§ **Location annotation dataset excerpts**
* Begin *

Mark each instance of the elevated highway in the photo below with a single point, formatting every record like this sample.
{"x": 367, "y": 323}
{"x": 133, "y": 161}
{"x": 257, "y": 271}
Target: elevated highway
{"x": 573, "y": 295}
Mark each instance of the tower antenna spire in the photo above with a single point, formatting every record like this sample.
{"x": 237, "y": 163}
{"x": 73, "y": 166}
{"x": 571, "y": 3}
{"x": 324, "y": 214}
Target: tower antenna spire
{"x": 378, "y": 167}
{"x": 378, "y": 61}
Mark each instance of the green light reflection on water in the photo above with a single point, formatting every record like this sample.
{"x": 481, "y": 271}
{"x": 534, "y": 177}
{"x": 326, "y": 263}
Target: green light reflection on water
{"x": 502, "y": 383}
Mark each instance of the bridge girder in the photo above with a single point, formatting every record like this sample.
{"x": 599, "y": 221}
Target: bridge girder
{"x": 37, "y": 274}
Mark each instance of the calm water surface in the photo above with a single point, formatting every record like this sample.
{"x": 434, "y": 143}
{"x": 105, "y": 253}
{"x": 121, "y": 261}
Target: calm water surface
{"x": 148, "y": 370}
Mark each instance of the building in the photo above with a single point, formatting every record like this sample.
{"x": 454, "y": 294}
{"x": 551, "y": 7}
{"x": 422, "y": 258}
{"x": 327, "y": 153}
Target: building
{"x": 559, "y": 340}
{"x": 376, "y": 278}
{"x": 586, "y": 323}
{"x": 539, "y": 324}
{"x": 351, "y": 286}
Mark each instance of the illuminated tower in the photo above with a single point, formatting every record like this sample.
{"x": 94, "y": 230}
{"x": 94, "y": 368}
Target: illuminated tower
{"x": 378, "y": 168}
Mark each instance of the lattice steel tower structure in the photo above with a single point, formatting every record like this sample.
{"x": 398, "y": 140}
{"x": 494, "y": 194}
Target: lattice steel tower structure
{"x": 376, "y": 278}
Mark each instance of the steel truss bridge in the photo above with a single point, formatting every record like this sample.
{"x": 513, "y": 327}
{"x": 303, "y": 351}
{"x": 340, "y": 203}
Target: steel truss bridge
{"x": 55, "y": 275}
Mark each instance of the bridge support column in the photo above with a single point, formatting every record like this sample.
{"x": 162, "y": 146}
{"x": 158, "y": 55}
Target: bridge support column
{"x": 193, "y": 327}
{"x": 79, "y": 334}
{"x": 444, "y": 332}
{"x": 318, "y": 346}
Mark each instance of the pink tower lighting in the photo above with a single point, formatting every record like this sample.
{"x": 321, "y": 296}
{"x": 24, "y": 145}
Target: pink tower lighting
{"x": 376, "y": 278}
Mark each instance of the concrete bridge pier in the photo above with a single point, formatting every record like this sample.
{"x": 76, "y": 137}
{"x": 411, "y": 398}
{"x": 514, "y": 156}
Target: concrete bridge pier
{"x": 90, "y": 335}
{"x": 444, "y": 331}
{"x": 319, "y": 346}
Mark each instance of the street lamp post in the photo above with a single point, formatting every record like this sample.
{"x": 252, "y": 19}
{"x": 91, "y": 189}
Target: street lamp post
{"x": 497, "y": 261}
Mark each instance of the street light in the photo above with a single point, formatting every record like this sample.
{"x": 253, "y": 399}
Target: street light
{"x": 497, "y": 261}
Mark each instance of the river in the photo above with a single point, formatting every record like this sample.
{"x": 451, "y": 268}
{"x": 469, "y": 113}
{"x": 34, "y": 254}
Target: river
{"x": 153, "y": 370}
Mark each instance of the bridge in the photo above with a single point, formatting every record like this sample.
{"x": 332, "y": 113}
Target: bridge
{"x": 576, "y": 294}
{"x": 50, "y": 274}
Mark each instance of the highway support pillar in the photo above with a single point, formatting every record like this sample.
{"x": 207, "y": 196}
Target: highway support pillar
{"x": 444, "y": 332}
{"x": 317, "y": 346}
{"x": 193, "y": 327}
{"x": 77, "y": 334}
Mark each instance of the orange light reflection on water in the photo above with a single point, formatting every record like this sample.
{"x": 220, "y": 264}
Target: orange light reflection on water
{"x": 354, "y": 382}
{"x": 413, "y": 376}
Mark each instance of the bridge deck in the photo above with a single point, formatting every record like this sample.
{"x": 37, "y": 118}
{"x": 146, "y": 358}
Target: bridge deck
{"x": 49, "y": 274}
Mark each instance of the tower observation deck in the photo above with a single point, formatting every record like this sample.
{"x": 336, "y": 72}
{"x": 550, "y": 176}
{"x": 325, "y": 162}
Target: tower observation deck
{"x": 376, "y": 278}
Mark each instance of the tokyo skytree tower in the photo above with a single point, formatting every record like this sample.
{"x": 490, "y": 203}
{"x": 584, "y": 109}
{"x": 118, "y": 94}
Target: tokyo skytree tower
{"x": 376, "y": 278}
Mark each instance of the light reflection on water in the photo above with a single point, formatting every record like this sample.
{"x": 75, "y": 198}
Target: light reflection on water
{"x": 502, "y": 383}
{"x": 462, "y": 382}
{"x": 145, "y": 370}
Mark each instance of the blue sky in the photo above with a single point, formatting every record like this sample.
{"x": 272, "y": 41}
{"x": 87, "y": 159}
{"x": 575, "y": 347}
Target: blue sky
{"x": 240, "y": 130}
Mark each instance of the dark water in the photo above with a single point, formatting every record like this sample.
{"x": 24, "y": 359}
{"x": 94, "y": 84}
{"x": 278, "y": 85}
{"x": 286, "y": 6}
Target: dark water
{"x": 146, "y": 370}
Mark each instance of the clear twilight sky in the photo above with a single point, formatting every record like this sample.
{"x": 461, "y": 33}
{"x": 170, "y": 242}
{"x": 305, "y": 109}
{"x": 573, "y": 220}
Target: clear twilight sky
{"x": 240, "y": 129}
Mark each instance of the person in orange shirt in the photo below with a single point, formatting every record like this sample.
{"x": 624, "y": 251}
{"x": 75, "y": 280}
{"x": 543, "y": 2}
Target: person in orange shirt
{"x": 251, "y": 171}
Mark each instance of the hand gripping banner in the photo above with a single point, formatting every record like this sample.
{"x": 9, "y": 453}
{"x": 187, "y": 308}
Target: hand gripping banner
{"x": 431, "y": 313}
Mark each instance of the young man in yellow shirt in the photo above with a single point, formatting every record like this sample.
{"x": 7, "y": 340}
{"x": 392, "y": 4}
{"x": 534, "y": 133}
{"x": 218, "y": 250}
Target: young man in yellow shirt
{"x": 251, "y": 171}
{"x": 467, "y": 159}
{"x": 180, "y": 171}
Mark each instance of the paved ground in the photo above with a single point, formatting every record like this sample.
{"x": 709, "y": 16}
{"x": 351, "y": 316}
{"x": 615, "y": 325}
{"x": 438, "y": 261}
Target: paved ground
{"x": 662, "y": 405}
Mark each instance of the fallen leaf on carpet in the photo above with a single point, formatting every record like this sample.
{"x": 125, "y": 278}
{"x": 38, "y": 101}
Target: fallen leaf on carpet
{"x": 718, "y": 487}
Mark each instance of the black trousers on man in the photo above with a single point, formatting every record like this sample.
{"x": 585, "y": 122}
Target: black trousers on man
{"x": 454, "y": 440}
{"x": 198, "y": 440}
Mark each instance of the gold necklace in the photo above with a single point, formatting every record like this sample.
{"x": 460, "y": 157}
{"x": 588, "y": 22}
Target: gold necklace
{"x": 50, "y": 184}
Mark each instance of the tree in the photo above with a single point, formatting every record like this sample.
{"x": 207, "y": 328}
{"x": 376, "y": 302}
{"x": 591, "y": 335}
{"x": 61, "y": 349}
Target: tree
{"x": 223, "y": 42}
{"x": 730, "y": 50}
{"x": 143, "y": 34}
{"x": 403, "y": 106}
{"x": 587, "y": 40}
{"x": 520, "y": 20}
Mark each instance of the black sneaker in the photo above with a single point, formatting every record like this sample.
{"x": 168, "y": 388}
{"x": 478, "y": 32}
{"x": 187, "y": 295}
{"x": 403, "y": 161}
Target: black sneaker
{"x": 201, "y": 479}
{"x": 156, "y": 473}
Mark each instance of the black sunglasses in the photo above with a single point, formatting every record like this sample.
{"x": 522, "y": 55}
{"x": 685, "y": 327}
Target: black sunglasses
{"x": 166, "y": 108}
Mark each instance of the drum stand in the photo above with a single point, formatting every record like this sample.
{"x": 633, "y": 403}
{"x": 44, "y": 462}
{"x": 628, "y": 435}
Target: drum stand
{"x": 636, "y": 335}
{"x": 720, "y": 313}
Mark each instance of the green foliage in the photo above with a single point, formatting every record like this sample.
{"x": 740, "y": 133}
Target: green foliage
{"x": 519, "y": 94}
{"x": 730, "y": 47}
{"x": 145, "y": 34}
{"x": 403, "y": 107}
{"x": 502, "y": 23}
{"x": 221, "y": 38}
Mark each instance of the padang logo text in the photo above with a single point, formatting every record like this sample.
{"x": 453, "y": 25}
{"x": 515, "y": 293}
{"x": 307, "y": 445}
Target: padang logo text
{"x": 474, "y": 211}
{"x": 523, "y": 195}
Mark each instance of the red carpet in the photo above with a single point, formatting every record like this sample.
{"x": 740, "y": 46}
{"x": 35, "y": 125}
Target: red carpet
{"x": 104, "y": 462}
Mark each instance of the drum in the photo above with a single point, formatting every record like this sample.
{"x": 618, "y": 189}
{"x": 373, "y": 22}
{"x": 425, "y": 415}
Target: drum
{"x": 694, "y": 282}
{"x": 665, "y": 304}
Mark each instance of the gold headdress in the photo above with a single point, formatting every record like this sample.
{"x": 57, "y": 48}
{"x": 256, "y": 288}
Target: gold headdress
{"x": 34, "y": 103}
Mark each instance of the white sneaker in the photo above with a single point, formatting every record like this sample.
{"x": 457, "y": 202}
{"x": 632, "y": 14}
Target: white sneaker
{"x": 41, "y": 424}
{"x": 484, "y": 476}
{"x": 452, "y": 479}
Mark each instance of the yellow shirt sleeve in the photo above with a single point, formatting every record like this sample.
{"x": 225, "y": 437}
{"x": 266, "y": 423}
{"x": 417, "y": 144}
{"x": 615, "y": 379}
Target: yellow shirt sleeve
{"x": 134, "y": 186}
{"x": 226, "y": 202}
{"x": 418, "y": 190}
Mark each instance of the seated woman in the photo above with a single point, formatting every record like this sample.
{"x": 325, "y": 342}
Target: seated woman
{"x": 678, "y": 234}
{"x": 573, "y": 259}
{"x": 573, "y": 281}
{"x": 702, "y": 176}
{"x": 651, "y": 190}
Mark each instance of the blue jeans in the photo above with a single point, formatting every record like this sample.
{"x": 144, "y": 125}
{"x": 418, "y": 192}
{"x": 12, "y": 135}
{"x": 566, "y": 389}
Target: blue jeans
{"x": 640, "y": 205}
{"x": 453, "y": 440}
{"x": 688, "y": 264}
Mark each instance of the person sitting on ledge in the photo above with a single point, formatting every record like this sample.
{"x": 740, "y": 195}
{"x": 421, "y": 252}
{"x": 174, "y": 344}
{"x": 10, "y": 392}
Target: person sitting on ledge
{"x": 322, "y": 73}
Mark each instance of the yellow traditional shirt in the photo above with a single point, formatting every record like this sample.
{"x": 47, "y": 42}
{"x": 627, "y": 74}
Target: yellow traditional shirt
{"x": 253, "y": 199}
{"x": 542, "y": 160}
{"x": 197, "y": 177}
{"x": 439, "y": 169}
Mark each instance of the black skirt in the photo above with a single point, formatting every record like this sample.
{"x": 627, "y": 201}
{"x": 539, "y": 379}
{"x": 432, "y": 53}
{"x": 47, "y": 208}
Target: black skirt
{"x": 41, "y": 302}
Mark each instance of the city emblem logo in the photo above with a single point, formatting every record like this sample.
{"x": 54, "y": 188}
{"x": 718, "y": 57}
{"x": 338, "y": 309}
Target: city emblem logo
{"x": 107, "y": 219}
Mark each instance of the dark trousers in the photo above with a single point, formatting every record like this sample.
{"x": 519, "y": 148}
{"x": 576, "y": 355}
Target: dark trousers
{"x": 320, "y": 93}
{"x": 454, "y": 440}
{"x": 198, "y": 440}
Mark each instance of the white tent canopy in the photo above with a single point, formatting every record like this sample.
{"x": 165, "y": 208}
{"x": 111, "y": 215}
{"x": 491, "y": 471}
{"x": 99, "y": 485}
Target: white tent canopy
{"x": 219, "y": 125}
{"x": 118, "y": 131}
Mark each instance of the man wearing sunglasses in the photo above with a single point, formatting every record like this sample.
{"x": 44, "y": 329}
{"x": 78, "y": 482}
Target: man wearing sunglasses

* End *

§ **WORK TO COMPLETE**
Only the lines from the one containing "Mark each instance of the city" through the end of the entries above belong in the answer; repeat them exactly.

§ **OUTPUT**
Mark each instance of the city emblem logo in the photo above with a single point, formatting every record like this sample.
{"x": 54, "y": 188}
{"x": 718, "y": 57}
{"x": 338, "y": 309}
Target: city emblem logo
{"x": 107, "y": 219}
Mark each instance of the dark trousers in the photo above with a single point, formatting every record like this sample.
{"x": 519, "y": 148}
{"x": 576, "y": 355}
Target: dark trousers
{"x": 320, "y": 93}
{"x": 454, "y": 440}
{"x": 198, "y": 440}
Mark each instance of the white tent canopy in the photo above with a single point, formatting every record like this sample.
{"x": 165, "y": 208}
{"x": 111, "y": 215}
{"x": 491, "y": 471}
{"x": 99, "y": 485}
Target: white tent canopy
{"x": 219, "y": 125}
{"x": 118, "y": 131}
Mark each instance of the man wearing sunglasses in the photo above with a single point, formatting every record like this sample.
{"x": 44, "y": 329}
{"x": 78, "y": 482}
Target: man wearing sunglasses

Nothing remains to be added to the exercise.